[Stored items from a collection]
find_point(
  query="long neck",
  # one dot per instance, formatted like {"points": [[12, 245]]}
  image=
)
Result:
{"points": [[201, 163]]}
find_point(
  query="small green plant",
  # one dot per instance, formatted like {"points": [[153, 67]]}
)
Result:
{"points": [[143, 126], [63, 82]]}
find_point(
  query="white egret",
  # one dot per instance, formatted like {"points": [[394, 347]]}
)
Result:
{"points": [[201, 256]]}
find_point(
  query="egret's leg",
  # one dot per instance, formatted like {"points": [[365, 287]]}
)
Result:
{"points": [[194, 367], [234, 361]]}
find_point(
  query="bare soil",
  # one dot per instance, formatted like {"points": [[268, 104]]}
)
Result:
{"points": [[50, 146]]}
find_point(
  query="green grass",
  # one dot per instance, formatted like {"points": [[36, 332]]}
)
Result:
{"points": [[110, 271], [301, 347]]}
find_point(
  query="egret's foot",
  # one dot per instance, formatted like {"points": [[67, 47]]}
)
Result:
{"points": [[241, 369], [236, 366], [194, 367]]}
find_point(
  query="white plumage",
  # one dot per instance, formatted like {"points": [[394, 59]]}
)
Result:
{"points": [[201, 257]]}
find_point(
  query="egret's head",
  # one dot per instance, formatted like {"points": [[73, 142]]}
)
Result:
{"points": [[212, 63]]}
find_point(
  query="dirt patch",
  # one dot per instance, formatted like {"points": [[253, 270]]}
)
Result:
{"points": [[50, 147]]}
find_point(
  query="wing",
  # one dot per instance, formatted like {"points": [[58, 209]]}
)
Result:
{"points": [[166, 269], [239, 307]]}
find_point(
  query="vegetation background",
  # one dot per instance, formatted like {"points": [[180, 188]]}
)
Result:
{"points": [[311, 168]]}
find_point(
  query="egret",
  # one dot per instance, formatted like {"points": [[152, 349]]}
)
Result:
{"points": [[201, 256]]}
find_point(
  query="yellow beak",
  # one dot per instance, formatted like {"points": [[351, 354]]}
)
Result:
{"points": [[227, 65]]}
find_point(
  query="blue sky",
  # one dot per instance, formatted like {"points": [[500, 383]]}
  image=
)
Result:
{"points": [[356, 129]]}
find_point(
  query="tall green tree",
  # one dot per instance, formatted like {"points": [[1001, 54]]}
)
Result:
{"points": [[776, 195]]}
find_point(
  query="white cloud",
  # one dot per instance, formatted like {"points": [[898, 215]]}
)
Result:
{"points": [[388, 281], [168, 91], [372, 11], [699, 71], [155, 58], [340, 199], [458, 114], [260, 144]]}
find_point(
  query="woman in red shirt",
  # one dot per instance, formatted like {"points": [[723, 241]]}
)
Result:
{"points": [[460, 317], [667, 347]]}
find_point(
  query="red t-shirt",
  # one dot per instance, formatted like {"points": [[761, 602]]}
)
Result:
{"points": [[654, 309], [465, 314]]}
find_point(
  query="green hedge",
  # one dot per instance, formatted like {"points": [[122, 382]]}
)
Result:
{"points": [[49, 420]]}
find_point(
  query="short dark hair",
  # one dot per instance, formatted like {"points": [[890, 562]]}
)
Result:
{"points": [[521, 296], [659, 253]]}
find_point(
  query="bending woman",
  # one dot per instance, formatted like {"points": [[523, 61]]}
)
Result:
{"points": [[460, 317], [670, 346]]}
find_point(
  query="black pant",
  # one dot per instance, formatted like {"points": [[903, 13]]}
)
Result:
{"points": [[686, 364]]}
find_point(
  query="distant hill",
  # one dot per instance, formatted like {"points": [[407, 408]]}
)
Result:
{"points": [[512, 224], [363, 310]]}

### What the task requires
From the records above, copy each line where the word "green" can be found.

### Expected output
  query="small green plant",
  query="green grass",
  query="tall green tree",
  query="green hedge",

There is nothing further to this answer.